WRITTEN REQUEST -> Transcribe the material below exactly as it appears.

------ EXTRACTED RECORDS

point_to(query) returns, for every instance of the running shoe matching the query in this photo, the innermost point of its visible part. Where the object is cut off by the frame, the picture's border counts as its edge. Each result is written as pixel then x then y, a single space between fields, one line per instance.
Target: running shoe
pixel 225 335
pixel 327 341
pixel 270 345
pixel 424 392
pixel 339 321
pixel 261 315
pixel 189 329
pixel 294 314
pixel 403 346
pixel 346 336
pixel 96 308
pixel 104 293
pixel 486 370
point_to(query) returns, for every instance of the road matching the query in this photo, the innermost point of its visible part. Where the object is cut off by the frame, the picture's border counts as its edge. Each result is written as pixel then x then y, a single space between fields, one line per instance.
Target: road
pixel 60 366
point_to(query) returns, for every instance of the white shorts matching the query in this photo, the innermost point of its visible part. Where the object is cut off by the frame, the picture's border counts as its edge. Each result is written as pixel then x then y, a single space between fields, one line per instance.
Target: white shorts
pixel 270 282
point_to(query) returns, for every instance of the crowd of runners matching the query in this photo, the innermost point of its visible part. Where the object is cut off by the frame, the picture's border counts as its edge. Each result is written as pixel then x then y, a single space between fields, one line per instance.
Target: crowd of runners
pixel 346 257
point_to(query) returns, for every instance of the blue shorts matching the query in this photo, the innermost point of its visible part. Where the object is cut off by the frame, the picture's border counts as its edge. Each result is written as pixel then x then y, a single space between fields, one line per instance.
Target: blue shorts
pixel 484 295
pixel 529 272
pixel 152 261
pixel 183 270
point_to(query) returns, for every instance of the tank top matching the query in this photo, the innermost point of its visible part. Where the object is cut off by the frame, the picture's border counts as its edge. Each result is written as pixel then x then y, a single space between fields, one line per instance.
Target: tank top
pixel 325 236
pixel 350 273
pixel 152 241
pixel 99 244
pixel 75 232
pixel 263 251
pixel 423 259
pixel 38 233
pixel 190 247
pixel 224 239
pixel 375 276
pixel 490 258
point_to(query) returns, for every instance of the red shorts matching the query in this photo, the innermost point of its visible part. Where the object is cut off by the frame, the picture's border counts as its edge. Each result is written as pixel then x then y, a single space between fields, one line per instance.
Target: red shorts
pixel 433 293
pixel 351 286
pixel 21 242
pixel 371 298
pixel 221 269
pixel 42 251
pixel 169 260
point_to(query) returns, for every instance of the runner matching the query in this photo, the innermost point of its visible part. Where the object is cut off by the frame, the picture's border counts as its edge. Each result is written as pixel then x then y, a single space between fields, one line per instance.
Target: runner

------------

RESPONSE TO THIS EXERCISE ->
point_to(query) returns, for every instance of the running shoe matching the query in this photo, the innermost point of its visible part. Where the object is cut off by the frame, the picture's border counts as its edge. Each result is written as pixel then x then y, a single space between fields, one line per instance.
Target: running shoe
pixel 225 335
pixel 327 341
pixel 270 345
pixel 424 392
pixel 339 321
pixel 261 315
pixel 189 329
pixel 294 314
pixel 403 346
pixel 346 336
pixel 96 308
pixel 104 293
pixel 486 370
point_to(query) returns, for every instance of the road matching the query in this photo, the innermost point of its visible part. Where the object is cut off by the frame, the picture's border counts as its edge. Each result is written as pixel then x then y, a single space between fields, one line per instance.
Target: road
pixel 60 366
point_to(query) returns, for every instance of the white shorts matching the query in this photo, the innermost point of its visible part. Where the object is cut off by the frame, the picture's border counts as its edge. Each result is written as pixel then x then y, a single space between fields, one line per instance.
Target: white shorts
pixel 270 282
point_to(query) returns, for every instance of the crowd of runners matching the query in this photo, the innermost point of its visible part. Where the object is cut off by the frame, the picture's border counts as its edge. Each result is written as pixel then x then y, a single space between fields, one line per instance.
Target: crowd of runners
pixel 346 257
point_to(query) returns, for every instance of the blue shorts matching the query in this photo, the innermost point of its visible part. Where the object is cut off by the frame, the picture's border counts as its edge. Each result is written as pixel then x then y, a single space between fields, one line per instance.
Target: blue shorts
pixel 484 295
pixel 529 272
pixel 152 261
pixel 183 270
point_to(query) returns, for every instance of the tank top matching the query in this photo, the innermost point of its visible part. Where the object is cut off by the frame, the picture's border counts as its edge. Each result is written as pixel then x then y, a single space between fields, one line per instance.
Target: tank top
pixel 325 236
pixel 350 273
pixel 152 241
pixel 99 244
pixel 75 232
pixel 263 251
pixel 423 259
pixel 38 233
pixel 190 247
pixel 224 239
pixel 375 276
pixel 490 258
point_to(query) returns, for every instance of the red shorts matching the query in this photo, the innermost point of its visible part. Where the object is cut off by the frame, the picture's border counts as its edge. Each result is written as pixel then x then y, a single space between fields, one line per instance.
Target: red shorts
pixel 433 293
pixel 351 286
pixel 21 242
pixel 371 298
pixel 221 269
pixel 42 251
pixel 169 260
point_to(query) returns, for every instance of the runner matching the query in this photo, the innermost point of its visible part. Where the object is cut off by the frame, the picture's border counts as its edge. Each result is written as pixel then x then y, a single space between fields, one line per instance.
Target: runner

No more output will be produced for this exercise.